■ Excerpted passage ■
PGN: What kind of extracurricular things where you involved with at school?

KP: I think my first woman crush, or maybe I just wanted to be her, was Rita Moreno. I saw her in “West Side Story” when I was 5 or 6 and she was my vision of the perfect Puerto Rican woman. I was in plays all four years of high school. I played piano when I was very young. I went to Catholic school and that was horrible, but yeah mostly theater, art and music, I definitely loved all that stuff. I drew a lot and used to cut my Barbies’ hair. For a while I wanted to be a fashion designer. I was definitely a girly girl.

PGN: Did you go to college?

KP: I got as far as registering but then decided it wasn’t for me.

PGN: What was your first big job out of high school?

KP: T-Mobile. I was their customer-service rep for about six to seven years. But I went a little crazy after high school. I was very sheltered and coddled by my grandparents. I couldn’t go out or to a lot of parties and things. Partly because they were Catholic and also because they were older and kind of felt like I was their only child so they placed a lot of restrictions on me. So when I turned 18, I went wild a little bit. I got pregnant and had a child, so for a long time my focus was solely on work and my son. I didn’t really have time for much else or to focus on myself. Then a very good friend of mine suddenly died at 30 and I had a revelation. I realized that time doesn’t wait for you and it was time to start doing things for myself, to practice a little love and self-care. His passing was my inspiration to get off my ass and do something with myself.

PGN: Where did you start?

■ Extracted material ■
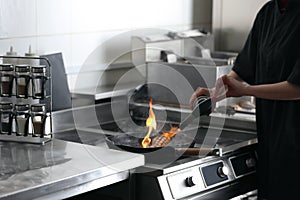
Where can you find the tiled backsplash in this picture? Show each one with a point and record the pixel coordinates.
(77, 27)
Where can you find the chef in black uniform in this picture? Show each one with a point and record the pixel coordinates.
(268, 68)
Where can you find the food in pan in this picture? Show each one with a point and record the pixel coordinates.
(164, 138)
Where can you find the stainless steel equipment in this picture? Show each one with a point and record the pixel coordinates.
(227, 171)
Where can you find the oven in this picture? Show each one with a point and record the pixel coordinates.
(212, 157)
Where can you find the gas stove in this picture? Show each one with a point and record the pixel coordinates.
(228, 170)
...
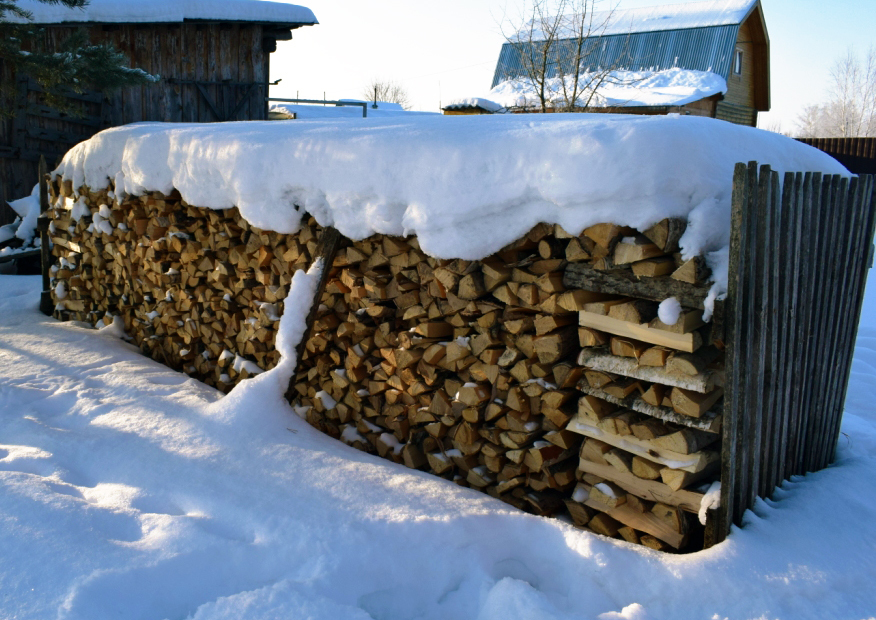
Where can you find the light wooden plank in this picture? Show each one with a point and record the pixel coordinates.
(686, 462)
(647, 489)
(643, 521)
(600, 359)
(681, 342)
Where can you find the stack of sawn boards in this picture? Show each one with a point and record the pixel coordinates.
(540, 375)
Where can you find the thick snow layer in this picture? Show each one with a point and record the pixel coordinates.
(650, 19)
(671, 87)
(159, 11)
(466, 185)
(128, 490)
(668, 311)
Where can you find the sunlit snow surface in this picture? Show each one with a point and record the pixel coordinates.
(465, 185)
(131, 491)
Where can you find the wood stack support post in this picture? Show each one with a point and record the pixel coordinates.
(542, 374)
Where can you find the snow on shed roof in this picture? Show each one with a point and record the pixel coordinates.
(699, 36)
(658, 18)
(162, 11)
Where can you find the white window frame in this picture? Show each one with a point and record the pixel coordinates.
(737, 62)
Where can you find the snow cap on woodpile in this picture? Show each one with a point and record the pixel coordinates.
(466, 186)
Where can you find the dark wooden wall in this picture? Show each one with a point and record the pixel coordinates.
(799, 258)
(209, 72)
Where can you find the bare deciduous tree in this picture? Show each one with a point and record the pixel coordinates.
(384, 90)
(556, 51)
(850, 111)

■ Set of tasks ■
(a) Answer these from the interview excerpt:
(i) In what film did KP first see Rita Moreno?
(ii) How far did KP get with college?
(iii) How long did KP work as a customer-service rep at T-Mobile?
(b) Carry the interview excerpt forward from its last line, starting with KP's reply.

■ Responses for each task ■
(a)
(i) "West Side Story"
(ii) KP got as far as registering.
(iii) About six to seven years

(b)
KP: I think I worked with almost every theater company in the Lehigh Valley area. [Laughs] There are only about three or four. I even took theater classes at Walnut Street Theatre. Then in 2011 I got involved in a serious relationship that I was in until 2015. When that ended abruptly, I was in a big slump of depression and that’s when I decided to try out for the Faux Drag Wars competition. I wouldn’t have been able to do it with my former partner. I first tried roller derby for a while, but I wasn’t tough enough for that! But the drag really clicked and I’ve been performing ever since.

PGN: What was your first performance or character?

KP: I was the Bride of Frankenstein and performed to a Nicki Minaj song. There were several mentors and they each chose a contestant to work with; I didn’t know anyone in the drag scene in Philadelphia so I was the last one picked. It was down to me and one other person and people in the audience started chanting “Allentown!” That was cool, so I got picked by Mr. Fahrenheit, who is my drag mother. It was a wonderful pairing and from there I met Josh Schonewolf, who is co-producing the Sister Bear event with me.

PGN: Was your ex your first female partner?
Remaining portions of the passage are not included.